[Pointing dataset records]
○ ○ ○
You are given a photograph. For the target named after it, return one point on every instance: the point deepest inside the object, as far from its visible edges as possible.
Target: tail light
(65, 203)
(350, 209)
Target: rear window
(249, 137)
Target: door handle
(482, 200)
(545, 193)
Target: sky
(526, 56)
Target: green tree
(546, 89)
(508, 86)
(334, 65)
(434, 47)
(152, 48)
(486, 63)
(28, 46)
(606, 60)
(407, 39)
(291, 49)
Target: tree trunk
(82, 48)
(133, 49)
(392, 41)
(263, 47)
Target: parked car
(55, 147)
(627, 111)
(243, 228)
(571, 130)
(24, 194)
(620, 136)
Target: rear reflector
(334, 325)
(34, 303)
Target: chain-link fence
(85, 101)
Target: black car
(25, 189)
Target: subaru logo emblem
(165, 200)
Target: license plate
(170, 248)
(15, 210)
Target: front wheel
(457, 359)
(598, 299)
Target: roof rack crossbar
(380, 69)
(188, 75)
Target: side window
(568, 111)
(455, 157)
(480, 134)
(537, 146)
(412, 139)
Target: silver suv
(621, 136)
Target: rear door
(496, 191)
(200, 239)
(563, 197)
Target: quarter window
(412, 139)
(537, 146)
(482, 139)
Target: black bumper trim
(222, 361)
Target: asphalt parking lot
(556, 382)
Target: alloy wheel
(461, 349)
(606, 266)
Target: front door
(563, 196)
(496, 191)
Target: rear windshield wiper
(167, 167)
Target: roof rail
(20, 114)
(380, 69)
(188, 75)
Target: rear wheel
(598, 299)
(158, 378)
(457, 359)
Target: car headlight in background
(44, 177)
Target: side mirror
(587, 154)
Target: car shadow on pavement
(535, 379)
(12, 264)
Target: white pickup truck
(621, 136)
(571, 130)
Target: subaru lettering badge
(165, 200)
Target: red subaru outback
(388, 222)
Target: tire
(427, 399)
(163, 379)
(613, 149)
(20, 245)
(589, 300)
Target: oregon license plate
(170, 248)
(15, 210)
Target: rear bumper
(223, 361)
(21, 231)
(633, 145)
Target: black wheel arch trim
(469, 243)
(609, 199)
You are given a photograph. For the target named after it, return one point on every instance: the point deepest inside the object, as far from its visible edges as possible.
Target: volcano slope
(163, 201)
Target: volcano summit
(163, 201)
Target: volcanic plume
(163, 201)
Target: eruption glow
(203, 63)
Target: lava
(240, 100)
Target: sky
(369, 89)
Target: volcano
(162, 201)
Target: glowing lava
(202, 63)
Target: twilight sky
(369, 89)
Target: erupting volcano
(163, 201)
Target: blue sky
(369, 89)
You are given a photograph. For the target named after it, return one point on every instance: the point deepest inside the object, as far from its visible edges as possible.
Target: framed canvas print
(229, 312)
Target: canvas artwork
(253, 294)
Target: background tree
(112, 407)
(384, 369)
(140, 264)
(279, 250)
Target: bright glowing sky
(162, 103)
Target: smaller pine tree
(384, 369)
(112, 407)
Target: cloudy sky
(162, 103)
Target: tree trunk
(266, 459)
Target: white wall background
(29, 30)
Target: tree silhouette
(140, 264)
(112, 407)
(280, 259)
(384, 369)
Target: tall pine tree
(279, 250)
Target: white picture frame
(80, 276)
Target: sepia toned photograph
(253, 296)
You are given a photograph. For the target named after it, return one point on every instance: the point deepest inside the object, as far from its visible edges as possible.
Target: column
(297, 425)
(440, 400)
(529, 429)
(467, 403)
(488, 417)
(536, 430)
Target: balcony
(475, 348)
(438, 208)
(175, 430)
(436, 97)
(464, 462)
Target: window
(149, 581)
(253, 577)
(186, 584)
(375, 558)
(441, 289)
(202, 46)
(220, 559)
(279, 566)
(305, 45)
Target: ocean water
○ ○ ○
● **YOUR TASK**: Output these lines again without any changes, covering every one of the records.

● **SOLUTION FOR THIS PROBLEM**:
You are given a photograph. For the target named after it, return one point on every instance: the point deepest inside the object, as far from its visible edges as possible.
Target: tail light
(65, 203)
(350, 209)
Target: rear window
(249, 137)
Target: door handle
(482, 200)
(545, 193)
Target: sky
(526, 56)
Target: green tree
(546, 89)
(508, 86)
(334, 65)
(434, 47)
(152, 48)
(486, 63)
(28, 46)
(606, 60)
(407, 39)
(291, 49)
Target: tree trunk
(82, 48)
(133, 49)
(392, 41)
(263, 47)
Target: parked car
(55, 147)
(627, 111)
(243, 228)
(571, 130)
(24, 194)
(620, 136)
Target: rear reflector
(334, 325)
(34, 303)
Target: chain-link fence
(85, 101)
Target: black car
(25, 189)
Target: subaru logo emblem
(165, 200)
Target: license plate
(170, 248)
(15, 210)
Target: front wheel
(457, 359)
(598, 299)
Target: roof rack crossbar
(380, 69)
(188, 75)
Target: side window
(568, 111)
(455, 157)
(480, 134)
(537, 146)
(412, 139)
Target: silver suv
(621, 136)
Target: rear door
(496, 191)
(200, 239)
(563, 197)
Target: quarter window
(412, 139)
(537, 146)
(482, 139)
Target: black bumper trim
(222, 361)
Target: asphalt parking lot
(556, 382)
Target: alloy wheel
(461, 349)
(606, 266)
Target: front door
(563, 196)
(496, 191)
Target: rear windshield wiper
(167, 167)
Target: roof rail
(20, 114)
(380, 69)
(188, 75)
Target: rear wheel
(598, 299)
(158, 378)
(457, 359)
Target: car headlight in background
(44, 177)
Target: side mirror
(587, 154)
Target: car shadow on pavement
(535, 379)
(12, 264)
Target: white pickup truck
(621, 136)
(571, 130)
Target: subaru lettering badge
(165, 200)
Target: red subaru outback
(388, 222)
Target: tire
(427, 399)
(163, 379)
(613, 149)
(20, 245)
(589, 300)
Target: oregon license plate
(170, 248)
(15, 210)
Target: rear bumper
(223, 361)
(21, 231)
(633, 145)
Target: black wheel arch trim
(469, 243)
(609, 199)
You are given a photograph. For the target named after it, return one point on every instance: the point deepest inside the object, as far from its visible edges as possible.
Target: volcano slope
(163, 201)
Target: volcano summit
(163, 201)
Target: volcanic plume
(163, 201)
Target: eruption glow
(203, 63)
Target: lava
(240, 100)
Target: sky
(369, 89)
Target: volcano
(162, 201)
Target: glowing lava
(202, 63)
Target: twilight sky
(369, 89)
Target: erupting volcano
(163, 201)
Target: blue sky
(369, 89)
You are given a photograph. For the target named after it, return one point on every instance: the point deepest inside the object, as far from its visible edges as possible.
Target: framed canvas print
(229, 312)
Target: canvas artwork
(253, 294)
Target: background tree
(112, 407)
(384, 369)
(140, 264)
(279, 250)
Target: bright glowing sky
(162, 103)
Target: smaller pine tree
(384, 369)
(112, 407)
Target: cloudy sky
(162, 103)
Target: tree trunk
(266, 459)
Target: white wall background
(29, 30)
Target: tree silhouette
(140, 264)
(112, 407)
(280, 259)
(384, 369)
Target: tall pine tree
(279, 250)
Target: white picture frame
(80, 276)
Target: sepia toned photograph
(253, 296)
You are given a photograph. For the target named after it, return one point on every instance: the point deepest inside the object, as far from its visible edges as possible.
Target: column
(297, 425)
(440, 400)
(529, 429)
(467, 403)
(488, 417)
(536, 430)
Target: balcony
(475, 348)
(438, 208)
(175, 430)
(436, 97)
(464, 462)
Target: window
(149, 581)
(253, 577)
(186, 584)
(375, 558)
(441, 289)
(202, 46)
(220, 559)
(279, 566)
(305, 45)
Target: ocean water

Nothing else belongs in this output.